Written exercise - Count the rows below that contain the string "logo", with case treated as significant, and give only that number.

Rows -
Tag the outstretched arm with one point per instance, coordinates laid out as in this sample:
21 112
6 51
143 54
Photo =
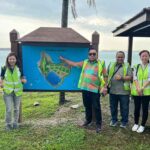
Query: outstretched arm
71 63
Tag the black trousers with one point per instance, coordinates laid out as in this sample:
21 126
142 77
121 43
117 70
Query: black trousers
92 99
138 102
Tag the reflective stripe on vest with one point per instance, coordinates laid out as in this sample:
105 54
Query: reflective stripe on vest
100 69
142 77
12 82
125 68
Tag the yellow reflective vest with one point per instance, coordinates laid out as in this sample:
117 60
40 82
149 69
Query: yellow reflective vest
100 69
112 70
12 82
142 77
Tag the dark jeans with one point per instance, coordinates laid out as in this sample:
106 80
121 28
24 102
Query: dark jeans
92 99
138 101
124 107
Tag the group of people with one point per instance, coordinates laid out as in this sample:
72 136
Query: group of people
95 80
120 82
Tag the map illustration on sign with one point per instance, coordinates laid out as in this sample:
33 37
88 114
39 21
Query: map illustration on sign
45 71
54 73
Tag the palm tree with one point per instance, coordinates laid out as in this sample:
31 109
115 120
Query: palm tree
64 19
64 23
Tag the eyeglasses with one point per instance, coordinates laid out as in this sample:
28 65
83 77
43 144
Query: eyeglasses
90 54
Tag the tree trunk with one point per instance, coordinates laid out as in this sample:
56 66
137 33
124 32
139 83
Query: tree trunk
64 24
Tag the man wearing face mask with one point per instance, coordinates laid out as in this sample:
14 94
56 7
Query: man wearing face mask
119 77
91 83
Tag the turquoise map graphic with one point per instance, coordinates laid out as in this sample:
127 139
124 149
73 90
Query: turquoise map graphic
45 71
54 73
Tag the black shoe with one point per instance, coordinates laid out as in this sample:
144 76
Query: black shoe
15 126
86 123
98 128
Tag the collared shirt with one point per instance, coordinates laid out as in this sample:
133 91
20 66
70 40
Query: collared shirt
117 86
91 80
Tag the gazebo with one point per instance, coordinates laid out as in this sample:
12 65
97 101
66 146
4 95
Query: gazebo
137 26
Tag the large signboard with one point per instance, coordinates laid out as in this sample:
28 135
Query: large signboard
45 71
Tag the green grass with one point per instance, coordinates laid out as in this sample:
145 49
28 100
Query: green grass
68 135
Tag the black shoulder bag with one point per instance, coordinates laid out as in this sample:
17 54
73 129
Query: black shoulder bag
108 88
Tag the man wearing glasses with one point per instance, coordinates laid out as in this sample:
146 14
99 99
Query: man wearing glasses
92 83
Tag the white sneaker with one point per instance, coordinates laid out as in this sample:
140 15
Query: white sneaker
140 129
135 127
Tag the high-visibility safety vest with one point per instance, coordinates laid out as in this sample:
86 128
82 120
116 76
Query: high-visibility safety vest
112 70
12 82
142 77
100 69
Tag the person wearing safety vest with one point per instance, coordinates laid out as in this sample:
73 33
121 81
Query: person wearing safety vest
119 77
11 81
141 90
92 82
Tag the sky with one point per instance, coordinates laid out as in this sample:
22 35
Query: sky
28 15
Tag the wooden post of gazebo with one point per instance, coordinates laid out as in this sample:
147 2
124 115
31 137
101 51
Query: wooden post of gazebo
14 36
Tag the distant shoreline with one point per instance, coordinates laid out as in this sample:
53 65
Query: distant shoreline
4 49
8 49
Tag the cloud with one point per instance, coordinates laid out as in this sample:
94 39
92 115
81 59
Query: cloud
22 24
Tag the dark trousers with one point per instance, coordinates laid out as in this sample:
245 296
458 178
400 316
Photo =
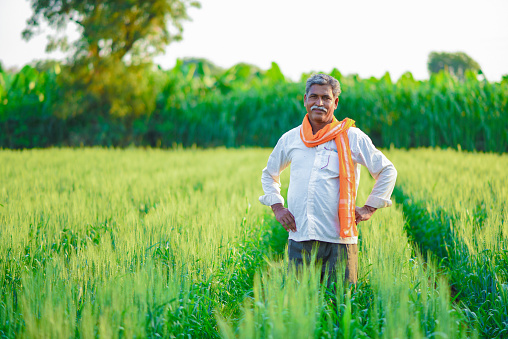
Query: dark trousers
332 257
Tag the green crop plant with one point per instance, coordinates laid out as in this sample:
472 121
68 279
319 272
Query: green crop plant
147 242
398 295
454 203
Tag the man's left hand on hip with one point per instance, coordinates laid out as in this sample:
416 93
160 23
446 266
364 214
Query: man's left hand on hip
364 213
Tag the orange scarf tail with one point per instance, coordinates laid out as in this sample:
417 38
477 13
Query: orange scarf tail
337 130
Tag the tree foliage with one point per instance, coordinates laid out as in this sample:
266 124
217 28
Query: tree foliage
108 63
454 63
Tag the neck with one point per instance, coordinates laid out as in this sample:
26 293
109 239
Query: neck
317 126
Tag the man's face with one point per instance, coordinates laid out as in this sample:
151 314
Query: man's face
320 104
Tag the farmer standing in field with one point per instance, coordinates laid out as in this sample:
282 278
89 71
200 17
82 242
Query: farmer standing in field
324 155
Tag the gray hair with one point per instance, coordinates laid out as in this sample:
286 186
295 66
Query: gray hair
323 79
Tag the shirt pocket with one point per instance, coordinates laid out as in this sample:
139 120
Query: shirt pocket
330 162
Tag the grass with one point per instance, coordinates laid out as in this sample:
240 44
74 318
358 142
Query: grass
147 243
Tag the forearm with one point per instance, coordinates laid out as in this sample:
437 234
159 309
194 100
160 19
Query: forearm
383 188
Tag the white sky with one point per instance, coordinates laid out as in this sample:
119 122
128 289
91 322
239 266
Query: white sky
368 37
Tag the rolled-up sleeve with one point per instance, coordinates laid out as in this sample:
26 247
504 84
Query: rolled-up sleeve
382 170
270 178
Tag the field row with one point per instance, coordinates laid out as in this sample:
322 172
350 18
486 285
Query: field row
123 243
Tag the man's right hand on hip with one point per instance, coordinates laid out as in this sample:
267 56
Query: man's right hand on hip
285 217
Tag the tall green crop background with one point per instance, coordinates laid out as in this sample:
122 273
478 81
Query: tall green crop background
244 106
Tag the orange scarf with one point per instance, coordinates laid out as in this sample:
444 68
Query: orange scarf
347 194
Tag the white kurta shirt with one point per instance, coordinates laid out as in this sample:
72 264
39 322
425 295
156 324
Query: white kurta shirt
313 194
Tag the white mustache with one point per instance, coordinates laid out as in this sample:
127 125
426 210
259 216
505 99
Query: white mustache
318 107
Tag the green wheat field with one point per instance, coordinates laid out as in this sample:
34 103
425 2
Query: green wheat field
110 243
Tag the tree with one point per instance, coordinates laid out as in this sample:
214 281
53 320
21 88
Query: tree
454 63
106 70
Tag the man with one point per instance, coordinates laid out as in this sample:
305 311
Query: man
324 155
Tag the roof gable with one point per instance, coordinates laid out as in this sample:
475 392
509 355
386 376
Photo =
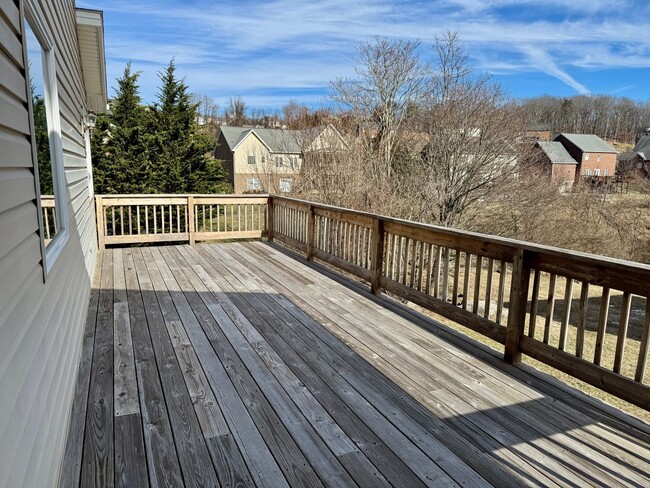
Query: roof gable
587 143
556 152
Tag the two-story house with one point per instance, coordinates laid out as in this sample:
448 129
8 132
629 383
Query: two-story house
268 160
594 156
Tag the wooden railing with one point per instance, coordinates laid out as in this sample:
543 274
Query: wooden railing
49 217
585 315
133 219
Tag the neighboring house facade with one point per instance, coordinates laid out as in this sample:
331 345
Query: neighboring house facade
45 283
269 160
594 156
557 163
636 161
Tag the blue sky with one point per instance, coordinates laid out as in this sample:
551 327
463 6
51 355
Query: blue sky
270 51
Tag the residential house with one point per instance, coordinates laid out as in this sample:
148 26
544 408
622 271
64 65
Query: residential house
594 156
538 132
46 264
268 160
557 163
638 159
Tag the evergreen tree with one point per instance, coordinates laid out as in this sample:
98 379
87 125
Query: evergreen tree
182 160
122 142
* * *
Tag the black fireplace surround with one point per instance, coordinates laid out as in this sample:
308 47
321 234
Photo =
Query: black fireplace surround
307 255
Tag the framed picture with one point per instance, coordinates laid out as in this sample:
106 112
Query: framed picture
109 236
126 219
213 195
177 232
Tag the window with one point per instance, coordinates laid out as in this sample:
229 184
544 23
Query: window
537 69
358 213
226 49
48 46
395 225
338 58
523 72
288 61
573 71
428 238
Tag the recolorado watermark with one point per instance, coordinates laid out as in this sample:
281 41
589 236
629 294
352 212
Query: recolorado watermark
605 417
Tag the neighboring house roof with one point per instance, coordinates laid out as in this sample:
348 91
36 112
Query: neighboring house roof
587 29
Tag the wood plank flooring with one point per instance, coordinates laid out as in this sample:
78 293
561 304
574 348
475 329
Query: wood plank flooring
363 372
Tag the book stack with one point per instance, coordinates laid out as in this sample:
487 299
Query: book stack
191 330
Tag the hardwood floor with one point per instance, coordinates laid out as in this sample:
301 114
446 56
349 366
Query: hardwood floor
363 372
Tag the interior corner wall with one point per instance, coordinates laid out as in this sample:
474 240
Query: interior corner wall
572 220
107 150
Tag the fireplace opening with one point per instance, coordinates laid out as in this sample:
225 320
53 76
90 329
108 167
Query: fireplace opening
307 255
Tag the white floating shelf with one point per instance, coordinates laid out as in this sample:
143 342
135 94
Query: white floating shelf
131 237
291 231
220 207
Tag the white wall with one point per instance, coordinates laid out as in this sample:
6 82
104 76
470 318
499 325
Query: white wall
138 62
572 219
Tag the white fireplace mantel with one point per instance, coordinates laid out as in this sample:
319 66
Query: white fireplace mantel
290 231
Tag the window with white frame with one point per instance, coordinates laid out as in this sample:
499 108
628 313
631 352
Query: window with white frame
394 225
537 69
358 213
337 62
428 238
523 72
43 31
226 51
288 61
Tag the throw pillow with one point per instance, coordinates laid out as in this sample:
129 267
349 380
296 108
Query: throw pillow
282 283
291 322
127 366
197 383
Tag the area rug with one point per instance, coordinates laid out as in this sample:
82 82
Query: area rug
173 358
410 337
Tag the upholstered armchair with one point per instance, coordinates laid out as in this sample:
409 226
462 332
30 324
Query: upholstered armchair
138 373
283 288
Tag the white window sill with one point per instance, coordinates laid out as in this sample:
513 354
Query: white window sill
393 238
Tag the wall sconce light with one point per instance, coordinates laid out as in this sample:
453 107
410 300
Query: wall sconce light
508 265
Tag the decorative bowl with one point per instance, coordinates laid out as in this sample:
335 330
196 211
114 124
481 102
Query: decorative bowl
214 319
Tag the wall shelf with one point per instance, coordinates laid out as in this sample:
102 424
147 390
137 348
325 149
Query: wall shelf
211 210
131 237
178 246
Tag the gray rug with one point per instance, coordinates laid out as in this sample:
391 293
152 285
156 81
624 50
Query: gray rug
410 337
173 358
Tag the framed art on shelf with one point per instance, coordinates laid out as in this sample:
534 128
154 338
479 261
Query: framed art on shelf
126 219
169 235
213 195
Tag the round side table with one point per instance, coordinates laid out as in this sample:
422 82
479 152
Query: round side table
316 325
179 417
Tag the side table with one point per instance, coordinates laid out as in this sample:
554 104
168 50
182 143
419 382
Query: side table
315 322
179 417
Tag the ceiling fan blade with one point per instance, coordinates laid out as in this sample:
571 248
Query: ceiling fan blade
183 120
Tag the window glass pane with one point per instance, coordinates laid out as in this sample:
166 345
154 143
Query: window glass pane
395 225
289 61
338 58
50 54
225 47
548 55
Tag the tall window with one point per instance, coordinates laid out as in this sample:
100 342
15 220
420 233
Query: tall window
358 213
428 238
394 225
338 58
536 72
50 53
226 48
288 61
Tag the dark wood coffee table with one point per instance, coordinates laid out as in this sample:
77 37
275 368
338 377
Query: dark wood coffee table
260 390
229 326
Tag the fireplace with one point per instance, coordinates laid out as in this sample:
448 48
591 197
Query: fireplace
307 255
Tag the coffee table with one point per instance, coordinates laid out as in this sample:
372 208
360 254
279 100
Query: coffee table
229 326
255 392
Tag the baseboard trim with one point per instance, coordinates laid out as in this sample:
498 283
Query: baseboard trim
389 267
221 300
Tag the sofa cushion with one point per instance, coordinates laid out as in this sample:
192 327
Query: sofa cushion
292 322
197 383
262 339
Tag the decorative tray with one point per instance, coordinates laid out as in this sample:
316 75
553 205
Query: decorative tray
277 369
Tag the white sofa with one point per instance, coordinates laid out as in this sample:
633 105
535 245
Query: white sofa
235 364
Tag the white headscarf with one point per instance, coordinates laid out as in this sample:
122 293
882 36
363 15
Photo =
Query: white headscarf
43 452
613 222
==
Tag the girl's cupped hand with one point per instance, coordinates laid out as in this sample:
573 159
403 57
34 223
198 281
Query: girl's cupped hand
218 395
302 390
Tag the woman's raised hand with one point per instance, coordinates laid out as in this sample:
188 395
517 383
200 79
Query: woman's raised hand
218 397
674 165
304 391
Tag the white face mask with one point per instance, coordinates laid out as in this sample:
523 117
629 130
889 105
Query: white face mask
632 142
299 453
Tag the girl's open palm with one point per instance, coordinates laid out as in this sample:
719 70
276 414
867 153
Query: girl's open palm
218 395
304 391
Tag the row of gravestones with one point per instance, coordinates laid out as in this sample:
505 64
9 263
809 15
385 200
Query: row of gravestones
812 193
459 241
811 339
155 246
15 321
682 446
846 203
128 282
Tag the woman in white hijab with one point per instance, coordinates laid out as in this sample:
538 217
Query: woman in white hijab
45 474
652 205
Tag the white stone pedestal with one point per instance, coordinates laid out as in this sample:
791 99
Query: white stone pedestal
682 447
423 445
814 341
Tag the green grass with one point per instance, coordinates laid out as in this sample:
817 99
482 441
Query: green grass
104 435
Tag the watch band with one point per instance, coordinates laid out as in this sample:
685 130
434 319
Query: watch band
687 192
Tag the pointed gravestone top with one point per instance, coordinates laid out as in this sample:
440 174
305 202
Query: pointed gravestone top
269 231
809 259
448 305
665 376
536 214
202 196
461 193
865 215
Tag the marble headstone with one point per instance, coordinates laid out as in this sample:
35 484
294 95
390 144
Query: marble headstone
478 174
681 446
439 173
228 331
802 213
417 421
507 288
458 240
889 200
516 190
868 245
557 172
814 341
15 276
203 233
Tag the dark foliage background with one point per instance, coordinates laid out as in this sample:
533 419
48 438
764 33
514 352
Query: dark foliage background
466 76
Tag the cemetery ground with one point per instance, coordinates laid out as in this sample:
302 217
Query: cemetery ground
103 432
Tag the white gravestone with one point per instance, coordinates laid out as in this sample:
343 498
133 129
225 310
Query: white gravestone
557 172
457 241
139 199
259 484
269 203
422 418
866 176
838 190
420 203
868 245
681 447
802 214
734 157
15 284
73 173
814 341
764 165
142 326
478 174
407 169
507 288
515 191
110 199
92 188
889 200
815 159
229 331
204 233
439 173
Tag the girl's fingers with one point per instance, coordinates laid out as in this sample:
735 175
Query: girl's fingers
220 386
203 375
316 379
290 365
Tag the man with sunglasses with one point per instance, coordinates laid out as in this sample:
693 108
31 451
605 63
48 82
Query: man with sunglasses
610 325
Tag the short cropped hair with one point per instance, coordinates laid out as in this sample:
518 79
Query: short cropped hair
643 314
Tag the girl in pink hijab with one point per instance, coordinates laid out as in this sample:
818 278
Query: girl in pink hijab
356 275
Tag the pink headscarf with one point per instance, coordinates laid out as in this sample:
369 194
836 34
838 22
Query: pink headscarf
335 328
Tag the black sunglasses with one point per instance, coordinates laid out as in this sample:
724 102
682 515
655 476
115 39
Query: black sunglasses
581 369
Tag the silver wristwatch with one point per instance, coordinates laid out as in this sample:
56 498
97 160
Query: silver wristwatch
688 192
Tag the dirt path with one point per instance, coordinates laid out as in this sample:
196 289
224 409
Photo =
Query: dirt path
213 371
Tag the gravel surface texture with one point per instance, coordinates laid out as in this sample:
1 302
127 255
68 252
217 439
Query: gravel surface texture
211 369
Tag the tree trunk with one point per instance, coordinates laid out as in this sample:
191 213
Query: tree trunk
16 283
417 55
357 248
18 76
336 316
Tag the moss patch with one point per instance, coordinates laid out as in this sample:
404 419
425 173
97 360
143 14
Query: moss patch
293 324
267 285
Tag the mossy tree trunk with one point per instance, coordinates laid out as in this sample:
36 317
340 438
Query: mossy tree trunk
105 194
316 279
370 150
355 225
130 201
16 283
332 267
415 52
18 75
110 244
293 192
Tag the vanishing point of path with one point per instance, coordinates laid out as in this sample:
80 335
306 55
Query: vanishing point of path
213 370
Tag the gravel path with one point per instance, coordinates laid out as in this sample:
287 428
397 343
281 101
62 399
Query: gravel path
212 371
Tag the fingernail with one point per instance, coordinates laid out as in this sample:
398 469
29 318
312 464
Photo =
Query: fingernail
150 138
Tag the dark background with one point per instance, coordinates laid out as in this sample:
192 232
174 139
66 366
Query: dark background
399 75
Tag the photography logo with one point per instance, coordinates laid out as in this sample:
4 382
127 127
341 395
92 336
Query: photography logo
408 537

Problem solution - 2